● **Job**
Copy out all the rows below, replacing "one line per instance" with "each on its own line" wherever it appears and leaving everything else unchanged. Leave the pictures out.

● **Record excerpts**
==========
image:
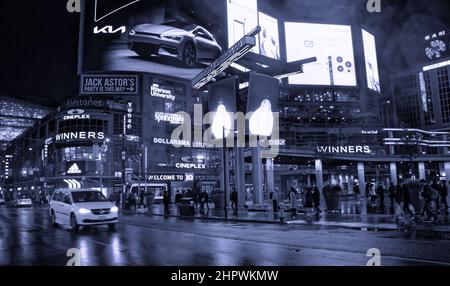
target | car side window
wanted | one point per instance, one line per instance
(67, 199)
(60, 197)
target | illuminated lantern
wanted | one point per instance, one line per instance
(222, 120)
(261, 122)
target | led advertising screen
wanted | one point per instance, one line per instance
(370, 53)
(333, 47)
(176, 38)
(269, 40)
(437, 44)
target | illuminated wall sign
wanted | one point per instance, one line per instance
(79, 136)
(109, 84)
(76, 114)
(167, 177)
(75, 168)
(129, 118)
(165, 141)
(344, 149)
(167, 117)
(157, 91)
(224, 61)
(190, 166)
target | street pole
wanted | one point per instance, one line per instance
(225, 175)
(124, 180)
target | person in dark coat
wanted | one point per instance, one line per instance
(392, 195)
(316, 199)
(406, 200)
(166, 202)
(380, 193)
(234, 201)
(444, 195)
(308, 199)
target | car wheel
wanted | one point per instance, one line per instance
(53, 219)
(189, 55)
(73, 223)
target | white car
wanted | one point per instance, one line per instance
(82, 207)
(22, 201)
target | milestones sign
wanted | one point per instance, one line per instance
(109, 84)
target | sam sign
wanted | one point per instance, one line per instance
(109, 84)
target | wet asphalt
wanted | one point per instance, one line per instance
(28, 239)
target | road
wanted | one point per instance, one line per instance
(27, 238)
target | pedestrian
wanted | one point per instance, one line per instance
(436, 185)
(274, 197)
(234, 201)
(141, 200)
(407, 207)
(356, 191)
(392, 196)
(380, 193)
(444, 195)
(166, 202)
(204, 198)
(293, 202)
(316, 200)
(373, 195)
(308, 200)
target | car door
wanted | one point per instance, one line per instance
(56, 205)
(206, 47)
(66, 207)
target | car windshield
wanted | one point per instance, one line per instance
(180, 25)
(88, 197)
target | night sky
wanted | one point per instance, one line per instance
(40, 38)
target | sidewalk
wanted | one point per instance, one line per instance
(371, 222)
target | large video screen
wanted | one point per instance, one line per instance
(269, 39)
(370, 53)
(333, 47)
(437, 44)
(177, 38)
(242, 18)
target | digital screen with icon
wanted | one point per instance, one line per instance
(333, 47)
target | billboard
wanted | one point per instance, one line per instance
(437, 44)
(370, 55)
(333, 47)
(176, 38)
(242, 18)
(269, 39)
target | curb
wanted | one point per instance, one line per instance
(353, 226)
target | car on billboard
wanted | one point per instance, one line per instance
(189, 43)
(22, 201)
(82, 207)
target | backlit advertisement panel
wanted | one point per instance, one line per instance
(370, 54)
(333, 47)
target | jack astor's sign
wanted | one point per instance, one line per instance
(344, 149)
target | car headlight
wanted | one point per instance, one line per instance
==========
● **Answer to this problem**
image:
target | car side window
wanted | one point per instance, each on its own line
(67, 199)
(60, 197)
target | illuminated lantern
wanted | one point per instance, each on its own line
(222, 120)
(261, 122)
target | led advertising screen
wanted | one point per instance, each on its own line
(370, 53)
(333, 47)
(176, 38)
(269, 40)
(437, 44)
target | illuminated wall sign
wanted | one point per instance, each on its own line
(79, 136)
(109, 84)
(76, 114)
(167, 177)
(75, 168)
(129, 118)
(165, 141)
(344, 149)
(167, 117)
(157, 91)
(224, 61)
(190, 166)
target | street pole
wanted | one point per instance, each on its own line
(225, 175)
(124, 180)
target | person in dark coat
wanted | one point per instance, each on its own line
(392, 195)
(316, 199)
(406, 200)
(166, 202)
(380, 193)
(234, 201)
(444, 195)
(308, 199)
target | car wheel
wanted | one point per instance, each on its own line
(53, 219)
(189, 55)
(73, 223)
target | white car
wanted | one point per instance, each on its own line
(82, 207)
(22, 201)
target | milestones sign
wanted | one point per instance, each on its own line
(109, 84)
target | sam sign
wanted | one point per instance, each on its own line
(109, 84)
target | wet asphalt
wanted | one point per instance, each on its own line
(28, 239)
target | road
wanted | one point per instance, each on its own line
(27, 238)
target | pedestrian
wanted | one point per instance, each on its own line
(436, 185)
(274, 197)
(234, 201)
(141, 200)
(407, 207)
(356, 191)
(392, 196)
(380, 193)
(444, 195)
(166, 202)
(204, 198)
(293, 202)
(316, 200)
(373, 195)
(308, 200)
target | car door
wanted | one point per instance, each on its own line
(56, 205)
(206, 47)
(66, 207)
target | car windshield
wanted | one point per instance, each on its own line
(180, 25)
(88, 197)
target | night sky
wanted | one point per instance, each on its own line
(40, 38)
target | sidewalk
wanted | one point per instance, each on its own line
(371, 222)
target | large video screen
wanted | one point per instance, each on its own line
(269, 39)
(370, 53)
(333, 47)
(437, 44)
(177, 38)
(242, 18)
target | digital screen with icon
wanted | one point per instance, each on its own line
(333, 47)
target | billboard
wanted | one point per instance, each on its own line
(437, 44)
(370, 55)
(333, 47)
(176, 38)
(242, 18)
(269, 39)
target | curb
wanted | one point per instance, each on its own line
(353, 226)
target | car on billboard
wanted | one point per instance, each on its own line
(189, 43)
(22, 201)
(82, 207)
target | backlit advertisement panel
wanted | one point per instance, each on its own line
(370, 54)
(333, 47)
target | jack astor's sign
wanted | one point per instance, each on its own line
(344, 149)
target | car headlight
wanted | one point per instance, each on its own line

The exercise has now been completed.